**Challenge A:** In the film commentary, who plays the troubled teen daughter in Rampart?
**Challenge B:** Condense the paragraph of the film commentary that begins "Woody Harrelson is a cop with problems" while keeping its main facts.
**Challenge C:** Carry the film commentary forward from the point where it stops.

**Quoted passage:**
-- BEGIN --
That’s also the case with George Clooney in The Descendants and in that case, his daughter is an equally terrific performance by Shailene Woodley, a girl who has been getting into trouble but has to step up to help her father deal with the fact is dying wife was cheating on him. Woodley holds her own against Clooney, appearing in just about every scene with him as they try to track down the man sleeping with his comatose wife.
Woody Harrelson is a cop with problems in Oren Moverman’s Rampart, and he definitely has issues with the women in his life, being a bit of a womanizer. When he sits down to help his troubled teen daughter, played by Brie Larson, you suddenly feel empathy for him, and we see that he might not be such a bad guy after all. It’s a great scene, possibly one of the strongest dramatic moments in the movie, and boy, does it help Woody’s chances at getting another Oscar nomination.
-- END --
(Items from a dataset)
-- BEGIN --
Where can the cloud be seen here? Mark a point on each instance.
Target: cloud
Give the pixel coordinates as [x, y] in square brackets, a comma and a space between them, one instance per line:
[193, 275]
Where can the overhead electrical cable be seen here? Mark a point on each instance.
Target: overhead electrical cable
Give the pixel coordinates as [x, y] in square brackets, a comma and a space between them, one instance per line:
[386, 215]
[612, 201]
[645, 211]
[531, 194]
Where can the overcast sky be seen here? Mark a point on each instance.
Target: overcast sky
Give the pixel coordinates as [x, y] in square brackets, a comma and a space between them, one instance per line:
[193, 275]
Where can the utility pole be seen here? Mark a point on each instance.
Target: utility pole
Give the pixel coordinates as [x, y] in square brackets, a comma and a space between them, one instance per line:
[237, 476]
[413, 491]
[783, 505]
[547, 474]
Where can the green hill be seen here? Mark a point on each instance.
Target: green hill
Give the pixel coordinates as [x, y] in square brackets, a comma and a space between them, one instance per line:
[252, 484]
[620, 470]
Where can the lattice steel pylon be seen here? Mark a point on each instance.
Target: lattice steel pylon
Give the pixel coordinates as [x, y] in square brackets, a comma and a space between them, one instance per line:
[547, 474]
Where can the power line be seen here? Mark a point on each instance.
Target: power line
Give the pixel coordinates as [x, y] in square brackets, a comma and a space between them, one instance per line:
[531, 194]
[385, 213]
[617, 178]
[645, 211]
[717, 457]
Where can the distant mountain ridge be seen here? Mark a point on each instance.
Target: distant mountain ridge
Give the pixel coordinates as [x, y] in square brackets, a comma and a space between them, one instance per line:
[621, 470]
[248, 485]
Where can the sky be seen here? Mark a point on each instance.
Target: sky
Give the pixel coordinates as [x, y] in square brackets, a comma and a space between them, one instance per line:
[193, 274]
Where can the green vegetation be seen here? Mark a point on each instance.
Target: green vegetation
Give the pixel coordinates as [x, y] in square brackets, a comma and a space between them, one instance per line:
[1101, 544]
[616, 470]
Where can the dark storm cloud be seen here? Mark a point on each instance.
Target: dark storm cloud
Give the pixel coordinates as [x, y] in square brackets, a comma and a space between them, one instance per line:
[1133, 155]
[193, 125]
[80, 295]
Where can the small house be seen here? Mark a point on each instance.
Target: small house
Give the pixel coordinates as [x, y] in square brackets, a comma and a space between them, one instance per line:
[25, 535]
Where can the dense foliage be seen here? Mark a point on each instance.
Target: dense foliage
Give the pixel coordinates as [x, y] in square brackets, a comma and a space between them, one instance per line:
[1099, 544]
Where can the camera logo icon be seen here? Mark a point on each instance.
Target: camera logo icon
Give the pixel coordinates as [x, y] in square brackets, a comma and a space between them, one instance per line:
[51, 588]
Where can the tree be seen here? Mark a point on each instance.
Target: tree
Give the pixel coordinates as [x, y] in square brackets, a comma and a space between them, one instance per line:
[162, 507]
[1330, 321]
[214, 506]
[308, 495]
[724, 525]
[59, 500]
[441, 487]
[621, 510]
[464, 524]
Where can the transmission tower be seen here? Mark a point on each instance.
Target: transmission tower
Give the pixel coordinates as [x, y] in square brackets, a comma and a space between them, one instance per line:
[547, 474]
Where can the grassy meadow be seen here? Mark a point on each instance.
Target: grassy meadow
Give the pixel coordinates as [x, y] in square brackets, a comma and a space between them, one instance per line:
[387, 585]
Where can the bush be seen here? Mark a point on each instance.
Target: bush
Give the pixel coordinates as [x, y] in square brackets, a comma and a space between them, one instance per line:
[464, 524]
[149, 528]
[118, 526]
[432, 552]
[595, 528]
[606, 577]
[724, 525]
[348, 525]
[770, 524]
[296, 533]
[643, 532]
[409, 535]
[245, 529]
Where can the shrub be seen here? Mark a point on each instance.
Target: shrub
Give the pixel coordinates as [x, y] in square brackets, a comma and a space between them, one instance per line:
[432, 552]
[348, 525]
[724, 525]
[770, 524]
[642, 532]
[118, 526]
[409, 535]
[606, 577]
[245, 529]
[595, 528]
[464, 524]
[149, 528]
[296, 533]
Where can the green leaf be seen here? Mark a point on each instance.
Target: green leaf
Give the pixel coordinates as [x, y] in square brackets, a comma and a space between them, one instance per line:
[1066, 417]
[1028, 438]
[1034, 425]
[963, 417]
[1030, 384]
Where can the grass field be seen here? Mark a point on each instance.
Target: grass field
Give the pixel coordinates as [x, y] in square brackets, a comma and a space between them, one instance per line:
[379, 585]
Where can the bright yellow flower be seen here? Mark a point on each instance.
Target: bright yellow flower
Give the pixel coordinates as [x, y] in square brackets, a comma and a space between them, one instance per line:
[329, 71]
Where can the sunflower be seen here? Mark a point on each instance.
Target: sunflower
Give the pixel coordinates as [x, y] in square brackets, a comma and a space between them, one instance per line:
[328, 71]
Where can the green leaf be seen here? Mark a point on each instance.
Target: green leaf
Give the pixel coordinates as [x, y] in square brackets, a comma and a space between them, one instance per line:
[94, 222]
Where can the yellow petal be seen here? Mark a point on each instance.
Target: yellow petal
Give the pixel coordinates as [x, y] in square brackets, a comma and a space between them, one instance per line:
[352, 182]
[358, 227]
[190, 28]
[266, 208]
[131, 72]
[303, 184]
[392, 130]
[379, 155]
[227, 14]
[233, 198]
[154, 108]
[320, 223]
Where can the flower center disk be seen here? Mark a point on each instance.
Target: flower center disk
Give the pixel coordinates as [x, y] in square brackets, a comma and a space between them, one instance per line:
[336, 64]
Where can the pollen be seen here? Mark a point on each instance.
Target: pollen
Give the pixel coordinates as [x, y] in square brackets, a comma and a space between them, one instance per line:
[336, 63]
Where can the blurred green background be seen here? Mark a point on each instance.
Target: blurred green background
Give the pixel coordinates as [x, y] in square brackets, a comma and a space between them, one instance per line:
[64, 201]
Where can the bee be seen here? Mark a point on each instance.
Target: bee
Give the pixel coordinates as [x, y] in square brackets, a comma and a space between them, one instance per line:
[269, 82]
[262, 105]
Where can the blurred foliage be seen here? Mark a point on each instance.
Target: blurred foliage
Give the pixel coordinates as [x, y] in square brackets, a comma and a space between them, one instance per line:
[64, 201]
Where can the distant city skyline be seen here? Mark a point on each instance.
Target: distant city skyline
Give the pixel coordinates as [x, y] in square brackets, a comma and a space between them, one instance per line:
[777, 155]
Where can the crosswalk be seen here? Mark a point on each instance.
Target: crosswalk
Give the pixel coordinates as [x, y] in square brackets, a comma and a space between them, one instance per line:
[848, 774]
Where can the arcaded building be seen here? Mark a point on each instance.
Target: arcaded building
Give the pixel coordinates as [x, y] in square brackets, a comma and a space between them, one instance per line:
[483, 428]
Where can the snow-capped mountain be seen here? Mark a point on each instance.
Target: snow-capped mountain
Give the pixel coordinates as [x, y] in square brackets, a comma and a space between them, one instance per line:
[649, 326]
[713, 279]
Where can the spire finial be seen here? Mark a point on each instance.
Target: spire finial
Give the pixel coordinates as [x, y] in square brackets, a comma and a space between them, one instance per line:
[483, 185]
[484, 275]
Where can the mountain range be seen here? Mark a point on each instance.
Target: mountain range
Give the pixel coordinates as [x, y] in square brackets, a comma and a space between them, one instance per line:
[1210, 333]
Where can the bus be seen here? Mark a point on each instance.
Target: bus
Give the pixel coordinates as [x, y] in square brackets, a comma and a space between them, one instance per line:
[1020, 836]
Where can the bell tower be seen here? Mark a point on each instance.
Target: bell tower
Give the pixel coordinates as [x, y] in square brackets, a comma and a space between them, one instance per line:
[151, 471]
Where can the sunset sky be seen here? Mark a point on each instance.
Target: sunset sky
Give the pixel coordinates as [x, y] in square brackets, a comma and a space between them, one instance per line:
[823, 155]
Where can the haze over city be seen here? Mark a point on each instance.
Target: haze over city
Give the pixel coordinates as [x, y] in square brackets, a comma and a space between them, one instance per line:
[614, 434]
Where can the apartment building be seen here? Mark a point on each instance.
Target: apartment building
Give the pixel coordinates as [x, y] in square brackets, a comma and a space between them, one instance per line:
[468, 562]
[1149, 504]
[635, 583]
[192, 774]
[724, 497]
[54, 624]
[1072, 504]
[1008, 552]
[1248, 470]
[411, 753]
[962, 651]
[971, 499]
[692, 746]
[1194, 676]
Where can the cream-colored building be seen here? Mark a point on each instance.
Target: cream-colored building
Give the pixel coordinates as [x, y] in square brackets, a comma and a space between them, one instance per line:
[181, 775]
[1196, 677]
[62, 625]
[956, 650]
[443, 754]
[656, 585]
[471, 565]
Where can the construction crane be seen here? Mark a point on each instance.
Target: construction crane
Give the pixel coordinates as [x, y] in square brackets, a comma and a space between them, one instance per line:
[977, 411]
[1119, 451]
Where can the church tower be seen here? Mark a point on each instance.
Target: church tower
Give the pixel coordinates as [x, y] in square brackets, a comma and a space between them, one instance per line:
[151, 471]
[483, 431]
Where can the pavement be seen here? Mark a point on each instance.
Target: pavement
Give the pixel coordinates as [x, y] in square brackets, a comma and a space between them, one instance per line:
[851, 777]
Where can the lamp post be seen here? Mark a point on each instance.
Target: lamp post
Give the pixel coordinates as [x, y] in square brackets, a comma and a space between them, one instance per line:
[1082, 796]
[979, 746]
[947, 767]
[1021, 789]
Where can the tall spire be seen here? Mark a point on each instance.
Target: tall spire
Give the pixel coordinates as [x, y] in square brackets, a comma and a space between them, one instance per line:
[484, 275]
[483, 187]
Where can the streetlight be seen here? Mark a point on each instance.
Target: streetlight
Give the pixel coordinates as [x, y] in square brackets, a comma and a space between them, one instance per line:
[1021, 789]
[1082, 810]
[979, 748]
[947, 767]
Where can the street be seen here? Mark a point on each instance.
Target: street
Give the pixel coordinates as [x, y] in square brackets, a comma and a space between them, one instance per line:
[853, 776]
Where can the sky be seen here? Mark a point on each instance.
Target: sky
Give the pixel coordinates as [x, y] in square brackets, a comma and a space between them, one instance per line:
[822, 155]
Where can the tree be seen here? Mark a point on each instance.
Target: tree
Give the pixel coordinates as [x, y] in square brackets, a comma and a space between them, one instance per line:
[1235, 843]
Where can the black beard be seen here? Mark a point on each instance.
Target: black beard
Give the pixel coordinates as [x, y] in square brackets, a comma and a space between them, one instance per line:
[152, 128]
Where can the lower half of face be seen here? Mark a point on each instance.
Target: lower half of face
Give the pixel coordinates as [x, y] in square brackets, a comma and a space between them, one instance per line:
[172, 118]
-- END --
**Answer A:** Brie Larson

**Answer B:** In Oren Moverman's Rampart, Woody Harrelson plays a troubled cop and womanizer who has issues with the women in his life. A scene in which he sits down to help his troubled teen daughter, played by Brie Larson, makes him sympathetic and suggests he might not be such a bad guy. It is possibly the film's strongest dramatic moment and could help Harrelson earn another Oscar nomination.

**Answer C:**
Although Matt Damon isn’t being thought of as a contender for his performance in Steven Soderbergh’s thriller Contagion, his character in that movie has that exact same thing in common with his pals Brad and George. In We Bought a Zoo, he’s a father to a younger daughter, and a single father no less, which should immediately get the audience behind him. Yeah, it’s kind of weird to think of that young man from Saving Private Ryan and Good Will Hunting playing fathers just thirteen years after he first got attention, but hey, that’s the way things go.
Some might wonder why this trend, whether intentional or not, might have any sort of weight in the Oscar race and we can give you that answer. Having the main characters playing fathers humanizes these fairly big name stars and makes people who watch the movies feel some sort of kinship to their characters, and that’s the case with Oscar voters as well. This isn’t a new thing either as last year, Jeff Bridges got nominated for his performance in the Coens’ True Grit, which also had him interacting with a teen girl, played by fellow Oscar nominee Hailee Steinfeld, and if we go back in time, we can see this being a fairly regular phenomenon.
Of course, if we see the same thing too much in any given year, it might cancel out the advantage it gives the respective actors, and in the case above, that might allow Jean Dujardin to pull out a win for The Artist, because the only ward he has to take care of is his adorable performing dog.